GOAL: Could you arrange the data below, from the line holding "the statue's left" through the line holding "pixel 41 41" (both lines included), as a two-column CSV with the columns input and output? Use one row per input and output pair, put each value in a single quoted field, and replace its line breaks with spaces.

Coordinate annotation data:

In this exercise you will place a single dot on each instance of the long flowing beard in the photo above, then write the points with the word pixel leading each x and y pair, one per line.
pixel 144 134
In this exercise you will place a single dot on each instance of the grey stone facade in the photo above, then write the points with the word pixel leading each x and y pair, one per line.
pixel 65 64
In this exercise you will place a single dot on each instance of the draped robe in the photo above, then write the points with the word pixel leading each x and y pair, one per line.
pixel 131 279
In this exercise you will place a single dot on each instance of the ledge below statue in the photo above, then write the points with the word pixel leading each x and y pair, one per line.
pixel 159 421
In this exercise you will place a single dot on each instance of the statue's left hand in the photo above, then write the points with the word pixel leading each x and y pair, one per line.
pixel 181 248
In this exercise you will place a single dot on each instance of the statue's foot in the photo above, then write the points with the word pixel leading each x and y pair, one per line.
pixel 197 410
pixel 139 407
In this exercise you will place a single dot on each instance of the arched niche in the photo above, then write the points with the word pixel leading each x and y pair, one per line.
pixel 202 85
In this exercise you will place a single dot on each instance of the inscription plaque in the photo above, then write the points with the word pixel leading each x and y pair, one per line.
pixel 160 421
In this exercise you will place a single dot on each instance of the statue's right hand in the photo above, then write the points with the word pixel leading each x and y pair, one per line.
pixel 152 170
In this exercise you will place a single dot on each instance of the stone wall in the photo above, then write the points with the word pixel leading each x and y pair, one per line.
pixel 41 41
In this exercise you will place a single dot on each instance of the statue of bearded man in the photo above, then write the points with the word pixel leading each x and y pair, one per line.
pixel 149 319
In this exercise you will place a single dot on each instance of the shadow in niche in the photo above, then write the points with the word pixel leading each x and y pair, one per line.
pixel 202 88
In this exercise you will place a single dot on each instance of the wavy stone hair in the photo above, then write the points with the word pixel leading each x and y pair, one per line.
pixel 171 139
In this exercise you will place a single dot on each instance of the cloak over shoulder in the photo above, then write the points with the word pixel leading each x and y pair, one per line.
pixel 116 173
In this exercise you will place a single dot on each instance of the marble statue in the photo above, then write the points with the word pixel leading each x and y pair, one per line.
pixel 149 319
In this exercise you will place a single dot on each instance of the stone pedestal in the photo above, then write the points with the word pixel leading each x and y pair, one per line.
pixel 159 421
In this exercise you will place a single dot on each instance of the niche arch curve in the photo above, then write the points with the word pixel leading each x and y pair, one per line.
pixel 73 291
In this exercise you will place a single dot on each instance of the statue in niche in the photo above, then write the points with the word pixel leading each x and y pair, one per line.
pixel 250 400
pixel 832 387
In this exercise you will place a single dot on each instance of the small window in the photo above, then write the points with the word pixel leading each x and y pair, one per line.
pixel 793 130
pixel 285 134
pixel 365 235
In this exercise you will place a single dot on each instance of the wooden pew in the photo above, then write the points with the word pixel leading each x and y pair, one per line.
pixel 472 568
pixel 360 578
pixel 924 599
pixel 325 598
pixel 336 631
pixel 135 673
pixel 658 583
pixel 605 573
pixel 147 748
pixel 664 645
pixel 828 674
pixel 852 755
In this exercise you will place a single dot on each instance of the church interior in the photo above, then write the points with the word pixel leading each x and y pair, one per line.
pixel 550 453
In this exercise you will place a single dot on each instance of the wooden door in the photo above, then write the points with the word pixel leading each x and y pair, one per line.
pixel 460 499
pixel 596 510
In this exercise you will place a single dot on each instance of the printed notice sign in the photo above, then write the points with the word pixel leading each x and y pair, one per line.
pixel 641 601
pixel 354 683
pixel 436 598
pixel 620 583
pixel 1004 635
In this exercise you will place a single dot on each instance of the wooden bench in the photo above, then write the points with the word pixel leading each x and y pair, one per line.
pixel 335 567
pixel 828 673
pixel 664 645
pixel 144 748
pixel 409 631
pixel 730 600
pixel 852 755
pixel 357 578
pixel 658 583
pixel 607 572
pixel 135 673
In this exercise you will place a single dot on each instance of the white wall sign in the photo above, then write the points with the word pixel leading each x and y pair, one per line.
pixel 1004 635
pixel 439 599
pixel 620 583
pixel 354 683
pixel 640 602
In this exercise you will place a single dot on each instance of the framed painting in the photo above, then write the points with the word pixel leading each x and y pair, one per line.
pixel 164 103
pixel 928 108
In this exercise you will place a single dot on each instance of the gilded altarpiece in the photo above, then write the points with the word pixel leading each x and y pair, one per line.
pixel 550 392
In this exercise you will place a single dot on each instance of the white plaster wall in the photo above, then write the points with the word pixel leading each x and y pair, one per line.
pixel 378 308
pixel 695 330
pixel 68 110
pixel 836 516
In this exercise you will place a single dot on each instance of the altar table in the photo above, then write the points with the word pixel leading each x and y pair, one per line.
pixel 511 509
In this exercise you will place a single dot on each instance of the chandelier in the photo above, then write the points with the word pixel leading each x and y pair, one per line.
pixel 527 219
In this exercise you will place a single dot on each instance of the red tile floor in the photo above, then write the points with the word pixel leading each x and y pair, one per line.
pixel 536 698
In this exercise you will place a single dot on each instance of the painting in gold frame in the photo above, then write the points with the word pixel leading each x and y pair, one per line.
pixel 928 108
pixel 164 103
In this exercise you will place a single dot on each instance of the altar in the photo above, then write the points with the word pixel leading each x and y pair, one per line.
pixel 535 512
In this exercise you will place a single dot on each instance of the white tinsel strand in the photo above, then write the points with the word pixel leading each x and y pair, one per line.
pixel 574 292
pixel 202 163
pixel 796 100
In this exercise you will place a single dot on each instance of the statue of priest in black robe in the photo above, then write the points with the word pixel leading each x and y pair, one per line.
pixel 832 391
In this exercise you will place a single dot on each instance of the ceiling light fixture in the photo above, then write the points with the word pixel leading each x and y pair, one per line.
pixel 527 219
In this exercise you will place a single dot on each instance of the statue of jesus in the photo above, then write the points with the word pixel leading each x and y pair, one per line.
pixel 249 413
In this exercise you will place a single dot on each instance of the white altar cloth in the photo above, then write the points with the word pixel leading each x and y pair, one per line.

SOLUTION TO THIS PROBLEM:
input,output
"In this exercise you will place a single dot on each instance of the statue's left hand in the photo above, then write the points with the word pixel leading each x and y pair, one per line.","pixel 181 248"
"In this exercise you will place a single dot on each instance of the statue's foot in the photo above, then write the points with the word pixel leading each x and y pair, one per line.","pixel 197 410 pixel 139 407"
"In this exercise you will place a single dot on each instance of the arched niche in the photo above, then write the points with the word pixel leading each x and y pair, one per line.","pixel 202 85"
"In this exercise you will place a single dot on each instance of the inscription plaque in the photo above, then write the points with the word pixel leading each x and y pair, one per line.","pixel 160 421"
"In this exercise you will place a single dot on each instance of the statue's right hand in the photo above, then write the points with the word pixel leading each x and y pair, one per line.","pixel 152 170"
"In this exercise you will place a single dot on each instance of the stone wall in the photo above, then write the points with the word pixel leading each x and y pair, one per line.","pixel 41 41"